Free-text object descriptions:
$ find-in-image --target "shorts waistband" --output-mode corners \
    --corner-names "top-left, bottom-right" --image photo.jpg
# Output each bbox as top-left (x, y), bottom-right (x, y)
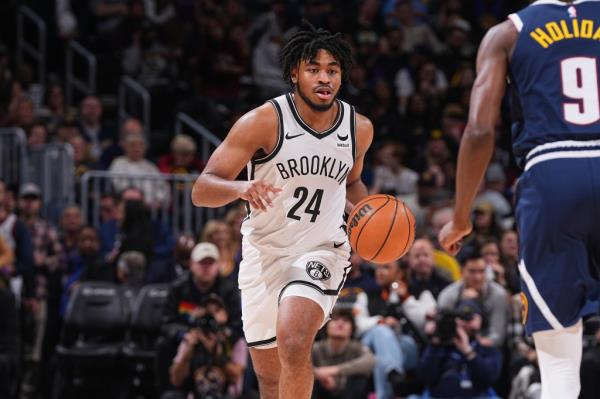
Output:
top-left (525, 139), bottom-right (600, 171)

Activity
Beginning at the line that holds "# Output each" and ending with the last line of the entries, please set down each line exactly, leaving every picture out.

Your response
# Output each bbox as top-left (x, y), bottom-right (x, y)
Output:
top-left (525, 139), bottom-right (600, 171)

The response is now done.